Instructions to follow:
Reproduce the items below with "black hair" switched to "dark hair" everywhere and nothing else changed. Leave out the pictures.

------

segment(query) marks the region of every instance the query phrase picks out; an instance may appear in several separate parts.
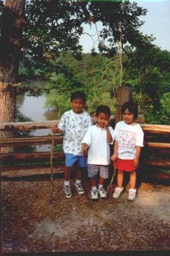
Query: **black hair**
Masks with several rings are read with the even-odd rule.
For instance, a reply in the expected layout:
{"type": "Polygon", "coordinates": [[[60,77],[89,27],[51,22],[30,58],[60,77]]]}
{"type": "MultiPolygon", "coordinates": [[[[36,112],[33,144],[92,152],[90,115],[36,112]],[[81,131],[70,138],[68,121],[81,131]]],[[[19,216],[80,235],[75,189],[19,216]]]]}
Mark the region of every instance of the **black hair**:
{"type": "Polygon", "coordinates": [[[123,115],[126,110],[128,110],[130,113],[134,115],[134,120],[136,119],[138,115],[138,106],[136,103],[132,101],[125,102],[121,108],[122,115],[123,115]]]}
{"type": "Polygon", "coordinates": [[[75,100],[76,99],[82,99],[84,103],[86,102],[85,94],[83,91],[75,91],[71,94],[71,101],[75,100]]]}
{"type": "Polygon", "coordinates": [[[105,105],[100,105],[96,109],[96,116],[98,117],[100,113],[104,113],[104,114],[107,115],[109,117],[111,117],[111,110],[105,105]]]}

------

The answer:
segment(query) marks the region of every instance the query phrase picks out; an instance may appear in several separate parts.
Query: **dark hair**
Masks with several rings are read with the even-odd rule.
For instance, a reply in the expected layout:
{"type": "Polygon", "coordinates": [[[60,77],[89,27],[51,22],[30,58],[60,77]]]}
{"type": "MultiPolygon", "coordinates": [[[[36,112],[33,144],[92,152],[90,115],[36,112]],[[81,131],[70,138],[68,121],[81,131]]],[[[19,216],[80,235],[75,189],[19,216]]]]}
Mark the region of every instance of the **dark hair**:
{"type": "Polygon", "coordinates": [[[123,115],[126,110],[128,110],[130,113],[134,115],[134,120],[136,119],[138,115],[138,106],[136,103],[132,101],[125,102],[121,108],[122,115],[123,115]]]}
{"type": "Polygon", "coordinates": [[[75,100],[76,99],[82,99],[84,103],[86,102],[85,94],[83,91],[75,91],[71,94],[71,101],[75,100]]]}
{"type": "Polygon", "coordinates": [[[105,105],[100,105],[96,109],[96,116],[98,117],[100,113],[104,113],[104,114],[107,115],[109,117],[111,117],[111,110],[105,105]]]}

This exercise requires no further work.